Collected data entries:
'''
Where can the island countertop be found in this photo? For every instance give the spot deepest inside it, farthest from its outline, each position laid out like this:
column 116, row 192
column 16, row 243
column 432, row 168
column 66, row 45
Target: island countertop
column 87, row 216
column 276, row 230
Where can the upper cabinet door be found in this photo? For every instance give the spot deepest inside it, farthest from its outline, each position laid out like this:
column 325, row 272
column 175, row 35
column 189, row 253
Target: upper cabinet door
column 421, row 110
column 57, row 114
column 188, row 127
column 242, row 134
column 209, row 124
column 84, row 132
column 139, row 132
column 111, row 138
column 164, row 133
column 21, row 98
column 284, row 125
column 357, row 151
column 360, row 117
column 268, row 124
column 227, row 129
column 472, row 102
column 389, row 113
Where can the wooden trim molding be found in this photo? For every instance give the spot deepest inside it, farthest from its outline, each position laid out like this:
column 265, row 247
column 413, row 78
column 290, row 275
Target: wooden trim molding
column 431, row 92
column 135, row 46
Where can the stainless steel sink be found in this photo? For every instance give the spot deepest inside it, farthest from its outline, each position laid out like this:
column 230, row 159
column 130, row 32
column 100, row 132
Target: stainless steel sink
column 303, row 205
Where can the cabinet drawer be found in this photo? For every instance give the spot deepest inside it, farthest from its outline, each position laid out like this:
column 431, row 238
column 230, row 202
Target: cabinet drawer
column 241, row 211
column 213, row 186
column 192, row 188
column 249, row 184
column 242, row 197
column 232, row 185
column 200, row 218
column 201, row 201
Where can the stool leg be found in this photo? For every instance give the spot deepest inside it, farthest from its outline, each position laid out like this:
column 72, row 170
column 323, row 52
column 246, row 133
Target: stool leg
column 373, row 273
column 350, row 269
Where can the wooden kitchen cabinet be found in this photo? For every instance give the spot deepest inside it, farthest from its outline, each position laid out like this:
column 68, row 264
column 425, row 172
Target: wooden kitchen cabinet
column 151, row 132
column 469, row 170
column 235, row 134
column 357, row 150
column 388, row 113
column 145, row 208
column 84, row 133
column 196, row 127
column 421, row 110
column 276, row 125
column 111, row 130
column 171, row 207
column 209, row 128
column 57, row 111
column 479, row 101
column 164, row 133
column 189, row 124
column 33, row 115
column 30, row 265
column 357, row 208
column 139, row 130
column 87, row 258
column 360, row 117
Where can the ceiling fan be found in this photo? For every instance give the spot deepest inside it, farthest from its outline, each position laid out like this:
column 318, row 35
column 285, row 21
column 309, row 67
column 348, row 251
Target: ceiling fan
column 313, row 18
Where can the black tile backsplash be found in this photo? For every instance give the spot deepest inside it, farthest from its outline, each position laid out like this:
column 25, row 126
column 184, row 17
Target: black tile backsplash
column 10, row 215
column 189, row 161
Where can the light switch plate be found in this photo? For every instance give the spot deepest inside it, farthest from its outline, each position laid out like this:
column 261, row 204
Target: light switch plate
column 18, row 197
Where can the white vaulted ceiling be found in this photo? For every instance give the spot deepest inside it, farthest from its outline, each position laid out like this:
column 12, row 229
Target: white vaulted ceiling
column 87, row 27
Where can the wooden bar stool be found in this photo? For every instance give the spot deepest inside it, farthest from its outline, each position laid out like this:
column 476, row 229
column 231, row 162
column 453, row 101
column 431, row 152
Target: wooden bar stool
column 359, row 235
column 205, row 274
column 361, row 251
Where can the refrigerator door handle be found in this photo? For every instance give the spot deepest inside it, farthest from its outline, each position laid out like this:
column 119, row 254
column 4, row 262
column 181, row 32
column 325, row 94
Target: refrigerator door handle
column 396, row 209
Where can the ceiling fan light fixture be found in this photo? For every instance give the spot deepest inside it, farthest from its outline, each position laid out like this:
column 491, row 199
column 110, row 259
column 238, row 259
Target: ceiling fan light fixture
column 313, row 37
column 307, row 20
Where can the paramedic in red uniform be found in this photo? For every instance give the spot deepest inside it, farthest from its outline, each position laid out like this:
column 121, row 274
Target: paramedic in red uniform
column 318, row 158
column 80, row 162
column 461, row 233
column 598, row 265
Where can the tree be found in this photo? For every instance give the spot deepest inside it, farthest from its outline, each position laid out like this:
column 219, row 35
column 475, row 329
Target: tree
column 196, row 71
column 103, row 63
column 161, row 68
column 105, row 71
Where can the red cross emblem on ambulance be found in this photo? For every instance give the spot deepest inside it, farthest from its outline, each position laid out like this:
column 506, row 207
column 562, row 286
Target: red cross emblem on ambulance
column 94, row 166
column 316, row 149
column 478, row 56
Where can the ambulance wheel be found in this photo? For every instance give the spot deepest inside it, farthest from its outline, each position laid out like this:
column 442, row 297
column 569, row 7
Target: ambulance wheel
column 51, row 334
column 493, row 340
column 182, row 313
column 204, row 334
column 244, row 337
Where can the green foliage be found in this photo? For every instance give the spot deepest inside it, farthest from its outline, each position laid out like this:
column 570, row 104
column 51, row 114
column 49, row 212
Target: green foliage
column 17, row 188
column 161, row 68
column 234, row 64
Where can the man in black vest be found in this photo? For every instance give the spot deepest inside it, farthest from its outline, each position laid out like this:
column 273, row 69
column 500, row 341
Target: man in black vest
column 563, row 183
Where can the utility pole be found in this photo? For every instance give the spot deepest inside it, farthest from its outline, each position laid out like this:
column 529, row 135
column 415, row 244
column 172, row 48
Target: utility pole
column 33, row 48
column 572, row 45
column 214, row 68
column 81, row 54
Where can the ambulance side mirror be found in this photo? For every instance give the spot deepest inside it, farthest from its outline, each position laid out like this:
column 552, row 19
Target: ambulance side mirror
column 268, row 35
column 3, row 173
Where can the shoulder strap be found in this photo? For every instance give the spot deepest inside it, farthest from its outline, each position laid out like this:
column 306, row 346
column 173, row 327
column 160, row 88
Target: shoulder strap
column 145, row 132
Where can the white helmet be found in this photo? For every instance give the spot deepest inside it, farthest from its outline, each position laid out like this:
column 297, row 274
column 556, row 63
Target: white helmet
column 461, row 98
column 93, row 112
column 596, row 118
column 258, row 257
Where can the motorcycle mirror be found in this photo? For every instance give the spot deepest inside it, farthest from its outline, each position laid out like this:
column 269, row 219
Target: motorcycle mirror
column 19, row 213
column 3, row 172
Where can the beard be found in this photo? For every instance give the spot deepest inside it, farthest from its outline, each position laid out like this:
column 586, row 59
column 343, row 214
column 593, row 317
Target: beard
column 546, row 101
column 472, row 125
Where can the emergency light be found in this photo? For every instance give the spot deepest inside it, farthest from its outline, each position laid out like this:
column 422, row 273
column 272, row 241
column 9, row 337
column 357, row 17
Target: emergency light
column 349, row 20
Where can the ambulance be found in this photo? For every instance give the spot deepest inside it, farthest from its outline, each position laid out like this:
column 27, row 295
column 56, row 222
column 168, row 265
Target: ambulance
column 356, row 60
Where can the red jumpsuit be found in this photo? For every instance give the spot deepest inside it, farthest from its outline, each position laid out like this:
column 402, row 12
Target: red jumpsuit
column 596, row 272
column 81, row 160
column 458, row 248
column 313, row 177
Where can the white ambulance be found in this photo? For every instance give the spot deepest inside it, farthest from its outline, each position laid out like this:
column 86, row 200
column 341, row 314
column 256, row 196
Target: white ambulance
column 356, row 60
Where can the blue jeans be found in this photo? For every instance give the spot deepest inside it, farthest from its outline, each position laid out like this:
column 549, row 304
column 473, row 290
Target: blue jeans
'''
■ **Exercise**:
Return every record, word for word.

■ **Response**:
Where can the island countertop be found in this photo? For every instance give the spot deepest inside it, farthest from its outline, each position laid out like this:
column 116, row 192
column 16, row 243
column 432, row 168
column 66, row 45
Target: island countertop
column 87, row 216
column 276, row 230
Where can the upper cabinet door be found in this photo? For every instance give the spot deepest inside it, farthest from its outline, each position laid out like this:
column 325, row 272
column 175, row 35
column 189, row 253
Target: upper cabinet door
column 421, row 110
column 57, row 114
column 188, row 127
column 242, row 134
column 209, row 124
column 84, row 132
column 139, row 132
column 111, row 138
column 164, row 133
column 21, row 98
column 284, row 125
column 357, row 151
column 360, row 117
column 268, row 124
column 227, row 129
column 472, row 102
column 389, row 113
Where can the wooden trim molding be found in this photo? For every instance give the spot deepest inside it, farthest from its outline, each position laid out like this:
column 265, row 247
column 413, row 78
column 290, row 275
Target: wooden trim molding
column 431, row 92
column 135, row 46
Where can the stainless steel sink be found in this photo? For every instance give the spot deepest inside it, farthest from its outline, each position laid out like this:
column 230, row 159
column 130, row 32
column 100, row 132
Target: stainless steel sink
column 303, row 205
Where can the cabinet drawer be found in this photo? For every instance give the spot deepest inside it, farthest from its outline, each position laid out like this:
column 431, row 238
column 230, row 202
Target: cabinet drawer
column 241, row 211
column 213, row 186
column 192, row 188
column 249, row 184
column 242, row 197
column 232, row 185
column 200, row 218
column 201, row 201
Where can the stool leg be found in this photo? For every instance give the spot deepest inside it, farthest from its outline, each position laid out like this:
column 72, row 170
column 323, row 52
column 246, row 133
Target: stool leg
column 373, row 273
column 350, row 269
Where can the wooden kitchen cabinet be found in this photo? For every instance give the spot deepest inside it, farthest from its outline, each position laid out like this:
column 68, row 264
column 425, row 172
Target: wooden kitchen cabinet
column 151, row 132
column 469, row 170
column 235, row 134
column 357, row 150
column 388, row 113
column 145, row 208
column 84, row 133
column 196, row 127
column 421, row 110
column 276, row 125
column 111, row 130
column 171, row 207
column 209, row 128
column 57, row 111
column 479, row 101
column 164, row 133
column 189, row 124
column 33, row 115
column 30, row 265
column 357, row 208
column 139, row 130
column 87, row 258
column 360, row 117
Where can the ceiling fan be found in this photo? For every instance give the spot deepest inside it, farthest from its outline, each position laid out like this:
column 318, row 35
column 285, row 21
column 309, row 67
column 348, row 251
Target: ceiling fan
column 313, row 18
Where can the black tile backsplash be found in this photo? For every instance give the spot deepest inside it, farthest from its outline, each position laid out like this:
column 25, row 126
column 184, row 17
Target: black tile backsplash
column 10, row 215
column 189, row 161
Where can the light switch plate be found in this photo? For every instance give the spot deepest inside it, farthest from its outline, each position laid out like this:
column 261, row 204
Target: light switch plate
column 18, row 197
Where can the white vaulted ceiling be found in this photo? For every instance give the spot deepest inside it, farthest from its outline, each position laid out like this:
column 12, row 229
Target: white vaulted ceiling
column 87, row 27
Where can the wooden bar stool be found in this photo? For every instance give the spot deepest inside it, farthest from its outline, each position laid out like this:
column 476, row 229
column 231, row 162
column 453, row 101
column 431, row 152
Target: wooden bar stool
column 359, row 235
column 205, row 274
column 361, row 251
Where can the refrigerator door handle be found in this photo? For every instance give the spot deepest inside it, farthest from its outline, each position laid out like this:
column 119, row 254
column 4, row 262
column 181, row 32
column 325, row 94
Target: refrigerator door handle
column 396, row 209
Where can the ceiling fan light fixture be found in this photo? For every instance give the spot deepest inside it, farthest from its outline, each position laid out like this:
column 491, row 199
column 110, row 259
column 238, row 259
Target: ceiling fan light fixture
column 313, row 37
column 307, row 20
Where can the paramedic in red uniform be found in this photo? For every instance give the spot deepest inside it, farthest from its outline, each position laid out like this:
column 121, row 274
Target: paramedic in red uniform
column 318, row 158
column 80, row 162
column 461, row 233
column 598, row 265
Where can the tree be found in this photo? For every instance give the spot deepest inside it, farthest from its outline, each position laid out like this:
column 219, row 35
column 475, row 329
Target: tree
column 196, row 71
column 103, row 63
column 161, row 68
column 105, row 71
Where can the red cross emblem on ambulance be found in this photo? For every instance give the spot deepest inside it, farthest from its outline, each position laid out like this:
column 506, row 207
column 562, row 286
Target: red cross emblem on ambulance
column 94, row 166
column 316, row 149
column 478, row 56
Where can the ambulance wheel be found in this photo? For every instance give the spot deepest inside it, farthest from its outline, each position laid out like this:
column 442, row 297
column 569, row 7
Target: ambulance wheel
column 51, row 334
column 493, row 340
column 182, row 313
column 204, row 334
column 244, row 337
Where can the green foliage be found in this photo? For every instance give the spot deepest inside it, farthest from its outline, each position laid out like this:
column 570, row 104
column 51, row 114
column 49, row 212
Target: green foliage
column 17, row 188
column 161, row 68
column 234, row 64
Where can the man in black vest be found in this photo? For every instance give the spot deepest inside it, farthest from its outline, each position laid out like this:
column 273, row 69
column 500, row 341
Target: man in black vest
column 563, row 183
Where can the utility pole be found in this photo? For every instance give the spot deepest inside it, farthest from its outline, each position laid out like this:
column 529, row 135
column 415, row 244
column 172, row 48
Target: utility pole
column 33, row 48
column 572, row 45
column 214, row 68
column 81, row 54
Where can the ambulance side mirror be found in this photo? For every instance give the spot deepest inside it, farthest from its outline, each position laid out like this:
column 552, row 19
Target: ambulance side mirror
column 268, row 35
column 3, row 173
Where can the shoulder strap be found in this photo? For every instance give the spot deepest inside it, farthest from its outline, each position laid out like this:
column 306, row 346
column 173, row 327
column 160, row 88
Target: shoulder strap
column 145, row 132
Where can the white helmet be found in this photo? For every instance give the spot deepest inside it, farthest from its outline, each position laid out like this:
column 297, row 274
column 556, row 63
Target: white helmet
column 461, row 98
column 93, row 112
column 596, row 118
column 258, row 257
Where can the motorcycle mirror be found in this photo? For every instance give the spot deepest inside it, farthest from its outline, each position laid out like this:
column 269, row 219
Target: motorcycle mirror
column 19, row 213
column 3, row 172
Where can the beard be found in this photo? For every instance give the spot deepest inside it, farthest from its outline, each position laid out like this:
column 586, row 59
column 343, row 214
column 593, row 317
Target: beard
column 546, row 101
column 472, row 125
Where can the emergency light be found in this photo? For every instance give the spot deepest inside it, farthest from its outline, each position laid out like this:
column 422, row 273
column 272, row 241
column 9, row 337
column 357, row 17
Target: emergency light
column 349, row 20
Where can the ambulance be found in this photo? For every instance give the spot deepest inside it, farthest from its outline, each position laid out like this:
column 27, row 295
column 56, row 222
column 168, row 265
Target: ambulance
column 356, row 60
Where can the red jumpsuit be found in this photo? For every instance give the spot deepest inside it, farthest from its outline, each position laid out like this:
column 402, row 12
Target: red jumpsuit
column 596, row 272
column 81, row 160
column 458, row 248
column 313, row 177
Where can the white ambulance be found in this photo? For every instance give the spot deepest inside it, farthest from its outline, each position laid out like this:
column 86, row 200
column 341, row 314
column 256, row 196
Target: white ambulance
column 356, row 60
Where can the blue jeans be found in this photo? For every instance give the spot deepest inside it, farthest from its outline, each position laid out like this:
column 549, row 304
column 473, row 290
Target: blue jeans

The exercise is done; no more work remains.